** WORK INSTRUCTIONS **
Retype all of the data that follows, line for line.

Saved entries
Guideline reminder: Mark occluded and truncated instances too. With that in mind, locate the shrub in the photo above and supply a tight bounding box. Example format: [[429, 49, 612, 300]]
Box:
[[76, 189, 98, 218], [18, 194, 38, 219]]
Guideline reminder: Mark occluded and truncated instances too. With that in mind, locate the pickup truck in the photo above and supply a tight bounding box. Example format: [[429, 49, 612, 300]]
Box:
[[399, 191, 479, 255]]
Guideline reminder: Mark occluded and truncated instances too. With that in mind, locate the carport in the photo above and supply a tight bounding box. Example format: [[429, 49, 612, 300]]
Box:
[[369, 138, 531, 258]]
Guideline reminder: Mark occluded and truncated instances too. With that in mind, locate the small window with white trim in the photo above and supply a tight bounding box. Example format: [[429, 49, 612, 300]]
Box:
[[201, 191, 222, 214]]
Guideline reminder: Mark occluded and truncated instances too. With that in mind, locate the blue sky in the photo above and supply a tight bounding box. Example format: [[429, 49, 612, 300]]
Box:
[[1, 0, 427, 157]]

** SOLUTION TO THIS PROBLEM **
Guideline reminder: Mark occluded and truncated instances too. With that in mind, locate the shrub in the photo above and supply a tight bounding box. Example format: [[429, 49, 612, 300]]
Box:
[[76, 189, 98, 218], [18, 194, 38, 219]]
Guideline reminder: Mark occluded and truncated instances too. With that in mind, locate the pickup truck in the photo above and supply a tight bounding box. Example format: [[429, 49, 612, 300]]
Box:
[[399, 191, 479, 255]]
Guideline reminder: Mark occluded and truncated instances too. With that in mind, locate the carport in the photo above and supply a tight bounding box. Example format: [[429, 49, 612, 300]]
Box:
[[369, 138, 531, 258]]
Guideline reminder: Mark occluded and truncated instances too. With that in mind, locate the small window with white trim in the photo above and supply a tight bounding box. Example format: [[429, 49, 612, 300]]
Box:
[[201, 191, 222, 214]]
Guideline reminder: Mark occluded and truncated instances too. With that in mind, locate the blue sky in the photo above and supply a tight bounding box. Example format: [[429, 49, 612, 300]]
Box:
[[1, 0, 427, 157]]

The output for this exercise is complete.